◆ SUPPLIED INFORMATION:
◆ ◆ ◆ ◆ ◆ ◆ ◆

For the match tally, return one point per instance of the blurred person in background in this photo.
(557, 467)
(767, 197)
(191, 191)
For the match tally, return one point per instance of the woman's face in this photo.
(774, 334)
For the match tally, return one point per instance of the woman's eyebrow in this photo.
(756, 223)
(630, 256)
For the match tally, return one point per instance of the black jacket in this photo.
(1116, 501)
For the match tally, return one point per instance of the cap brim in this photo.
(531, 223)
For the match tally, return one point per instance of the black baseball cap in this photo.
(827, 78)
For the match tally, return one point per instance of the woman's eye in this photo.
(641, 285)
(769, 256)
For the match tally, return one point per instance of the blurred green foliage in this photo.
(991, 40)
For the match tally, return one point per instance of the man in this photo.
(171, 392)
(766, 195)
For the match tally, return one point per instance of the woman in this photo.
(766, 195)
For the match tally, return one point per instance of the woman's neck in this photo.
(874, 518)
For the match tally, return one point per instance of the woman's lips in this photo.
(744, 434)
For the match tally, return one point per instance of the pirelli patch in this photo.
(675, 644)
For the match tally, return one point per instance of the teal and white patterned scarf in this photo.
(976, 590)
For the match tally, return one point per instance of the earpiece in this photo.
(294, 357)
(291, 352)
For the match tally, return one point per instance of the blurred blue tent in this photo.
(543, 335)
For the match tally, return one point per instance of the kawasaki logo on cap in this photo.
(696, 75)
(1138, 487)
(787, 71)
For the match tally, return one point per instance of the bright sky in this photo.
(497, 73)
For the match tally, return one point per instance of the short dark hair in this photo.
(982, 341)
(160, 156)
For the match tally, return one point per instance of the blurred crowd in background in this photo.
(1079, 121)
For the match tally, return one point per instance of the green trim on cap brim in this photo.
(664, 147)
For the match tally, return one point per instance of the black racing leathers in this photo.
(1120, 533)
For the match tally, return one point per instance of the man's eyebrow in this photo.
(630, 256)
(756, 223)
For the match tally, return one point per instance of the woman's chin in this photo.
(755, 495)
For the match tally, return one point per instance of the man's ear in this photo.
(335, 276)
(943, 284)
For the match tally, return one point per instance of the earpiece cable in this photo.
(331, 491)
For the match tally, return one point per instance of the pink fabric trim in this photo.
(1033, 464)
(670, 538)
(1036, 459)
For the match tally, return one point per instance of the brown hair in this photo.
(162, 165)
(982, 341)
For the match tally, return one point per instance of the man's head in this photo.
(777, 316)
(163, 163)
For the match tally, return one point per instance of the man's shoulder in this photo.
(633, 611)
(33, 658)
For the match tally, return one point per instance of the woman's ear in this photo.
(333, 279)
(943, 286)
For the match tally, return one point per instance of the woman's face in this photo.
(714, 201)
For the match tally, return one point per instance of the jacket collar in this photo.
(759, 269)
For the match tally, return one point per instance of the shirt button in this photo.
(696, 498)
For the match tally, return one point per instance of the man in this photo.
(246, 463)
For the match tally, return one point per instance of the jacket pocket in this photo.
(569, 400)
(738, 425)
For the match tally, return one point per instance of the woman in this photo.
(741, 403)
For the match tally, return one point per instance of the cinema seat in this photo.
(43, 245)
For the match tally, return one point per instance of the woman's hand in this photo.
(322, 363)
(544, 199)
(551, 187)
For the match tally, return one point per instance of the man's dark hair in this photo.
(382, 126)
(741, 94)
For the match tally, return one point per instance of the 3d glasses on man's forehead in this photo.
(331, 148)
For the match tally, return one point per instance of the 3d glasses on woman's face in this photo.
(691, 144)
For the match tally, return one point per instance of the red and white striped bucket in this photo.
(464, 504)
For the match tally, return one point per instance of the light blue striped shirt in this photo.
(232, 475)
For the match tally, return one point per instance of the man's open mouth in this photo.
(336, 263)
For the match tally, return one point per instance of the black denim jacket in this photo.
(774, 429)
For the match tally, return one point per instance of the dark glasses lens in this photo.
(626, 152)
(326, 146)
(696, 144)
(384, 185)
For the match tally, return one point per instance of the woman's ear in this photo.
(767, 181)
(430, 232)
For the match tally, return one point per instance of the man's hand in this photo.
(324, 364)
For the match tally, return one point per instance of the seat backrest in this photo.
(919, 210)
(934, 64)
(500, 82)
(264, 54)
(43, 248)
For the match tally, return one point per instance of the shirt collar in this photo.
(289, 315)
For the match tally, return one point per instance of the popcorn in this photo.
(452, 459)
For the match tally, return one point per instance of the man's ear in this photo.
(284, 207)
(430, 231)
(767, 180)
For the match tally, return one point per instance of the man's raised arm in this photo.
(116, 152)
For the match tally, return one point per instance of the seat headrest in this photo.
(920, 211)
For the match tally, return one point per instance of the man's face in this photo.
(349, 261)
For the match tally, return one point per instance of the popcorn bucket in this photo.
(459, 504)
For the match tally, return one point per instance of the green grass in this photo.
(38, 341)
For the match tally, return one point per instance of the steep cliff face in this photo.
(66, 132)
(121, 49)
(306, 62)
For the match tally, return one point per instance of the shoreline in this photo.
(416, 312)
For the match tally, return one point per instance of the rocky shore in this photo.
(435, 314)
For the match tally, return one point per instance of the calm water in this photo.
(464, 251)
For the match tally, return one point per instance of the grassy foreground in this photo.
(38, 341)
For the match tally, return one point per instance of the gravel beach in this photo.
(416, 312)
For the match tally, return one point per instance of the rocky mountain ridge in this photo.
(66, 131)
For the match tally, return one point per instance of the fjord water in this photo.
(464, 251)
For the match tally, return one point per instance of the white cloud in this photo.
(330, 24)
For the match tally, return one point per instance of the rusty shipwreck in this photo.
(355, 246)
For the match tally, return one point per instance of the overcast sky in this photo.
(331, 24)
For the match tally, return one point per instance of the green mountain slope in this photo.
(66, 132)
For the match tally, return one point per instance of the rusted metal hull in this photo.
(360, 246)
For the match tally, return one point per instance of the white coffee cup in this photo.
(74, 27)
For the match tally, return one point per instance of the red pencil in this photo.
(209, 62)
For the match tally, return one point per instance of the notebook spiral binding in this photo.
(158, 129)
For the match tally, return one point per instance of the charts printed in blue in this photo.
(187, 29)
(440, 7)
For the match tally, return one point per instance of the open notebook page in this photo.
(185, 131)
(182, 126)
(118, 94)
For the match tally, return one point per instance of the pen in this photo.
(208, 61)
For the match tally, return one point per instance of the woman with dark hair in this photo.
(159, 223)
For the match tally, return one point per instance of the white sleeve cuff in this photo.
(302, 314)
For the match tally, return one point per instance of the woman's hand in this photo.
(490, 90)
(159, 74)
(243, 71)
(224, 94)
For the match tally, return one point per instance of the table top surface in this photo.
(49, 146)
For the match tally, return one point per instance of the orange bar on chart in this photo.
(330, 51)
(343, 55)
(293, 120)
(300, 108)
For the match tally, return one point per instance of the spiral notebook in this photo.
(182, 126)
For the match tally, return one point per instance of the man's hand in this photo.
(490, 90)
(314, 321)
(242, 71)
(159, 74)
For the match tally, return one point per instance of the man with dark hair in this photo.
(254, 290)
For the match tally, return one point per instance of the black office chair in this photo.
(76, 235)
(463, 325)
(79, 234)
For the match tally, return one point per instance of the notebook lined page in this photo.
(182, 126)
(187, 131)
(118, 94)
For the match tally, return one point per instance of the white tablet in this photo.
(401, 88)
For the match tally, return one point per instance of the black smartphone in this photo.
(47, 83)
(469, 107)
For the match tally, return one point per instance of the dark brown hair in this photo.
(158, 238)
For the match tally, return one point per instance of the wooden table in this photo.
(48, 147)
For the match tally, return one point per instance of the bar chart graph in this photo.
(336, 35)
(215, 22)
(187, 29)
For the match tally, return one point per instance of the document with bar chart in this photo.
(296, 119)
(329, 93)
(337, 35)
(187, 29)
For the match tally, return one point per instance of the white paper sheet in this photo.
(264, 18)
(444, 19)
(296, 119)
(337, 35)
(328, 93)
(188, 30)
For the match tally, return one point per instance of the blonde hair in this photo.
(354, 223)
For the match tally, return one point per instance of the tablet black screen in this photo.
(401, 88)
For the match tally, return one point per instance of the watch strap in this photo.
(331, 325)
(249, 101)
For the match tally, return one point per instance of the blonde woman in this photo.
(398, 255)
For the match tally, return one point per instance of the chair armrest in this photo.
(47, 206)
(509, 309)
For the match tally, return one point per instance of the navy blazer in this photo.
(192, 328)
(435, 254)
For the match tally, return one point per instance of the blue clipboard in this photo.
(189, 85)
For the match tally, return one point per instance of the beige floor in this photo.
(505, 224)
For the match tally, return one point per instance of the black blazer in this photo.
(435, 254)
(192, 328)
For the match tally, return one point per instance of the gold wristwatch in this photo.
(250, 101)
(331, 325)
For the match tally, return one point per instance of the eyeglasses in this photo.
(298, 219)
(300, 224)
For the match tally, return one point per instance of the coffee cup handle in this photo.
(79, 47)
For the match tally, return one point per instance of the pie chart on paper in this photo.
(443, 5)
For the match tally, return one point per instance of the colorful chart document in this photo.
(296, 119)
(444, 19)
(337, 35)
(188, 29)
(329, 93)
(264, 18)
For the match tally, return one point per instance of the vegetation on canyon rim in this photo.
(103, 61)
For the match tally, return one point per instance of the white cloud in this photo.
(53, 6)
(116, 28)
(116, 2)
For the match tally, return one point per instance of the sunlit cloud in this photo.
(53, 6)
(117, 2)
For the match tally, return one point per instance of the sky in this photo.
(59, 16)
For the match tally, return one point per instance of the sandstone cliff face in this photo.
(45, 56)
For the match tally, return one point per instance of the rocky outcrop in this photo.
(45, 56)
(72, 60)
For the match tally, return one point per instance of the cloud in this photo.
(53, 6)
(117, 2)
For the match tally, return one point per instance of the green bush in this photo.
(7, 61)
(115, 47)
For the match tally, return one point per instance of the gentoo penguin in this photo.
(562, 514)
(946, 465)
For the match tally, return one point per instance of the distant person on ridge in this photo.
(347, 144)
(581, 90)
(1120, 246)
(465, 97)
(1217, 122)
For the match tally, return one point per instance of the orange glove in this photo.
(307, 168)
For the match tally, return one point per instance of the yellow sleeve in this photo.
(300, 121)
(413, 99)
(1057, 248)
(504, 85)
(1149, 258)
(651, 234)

◆ ◆ ◆ ◆ ◆ ◆ ◆

◆ INSTRUCTIONS FOR THE TASK:
Everything from the line containing "penguin in this photo." to the end of the listing above must be returned exactly. Both end lines belong in it.

◆ TASK ANSWER:
For the match tally, return one point per instance of the gentoo penguin in this photo.
(562, 514)
(946, 465)
For the match tally, return one point per instance of the distant person on ridge in this photo.
(347, 144)
(581, 90)
(1120, 246)
(465, 97)
(1217, 122)
For the match tally, return one point per instance of the orange glove in this photo.
(307, 168)
For the match tally, return one point per instance of the yellow sleeve in this photo.
(300, 121)
(413, 99)
(1057, 248)
(504, 85)
(1149, 258)
(651, 234)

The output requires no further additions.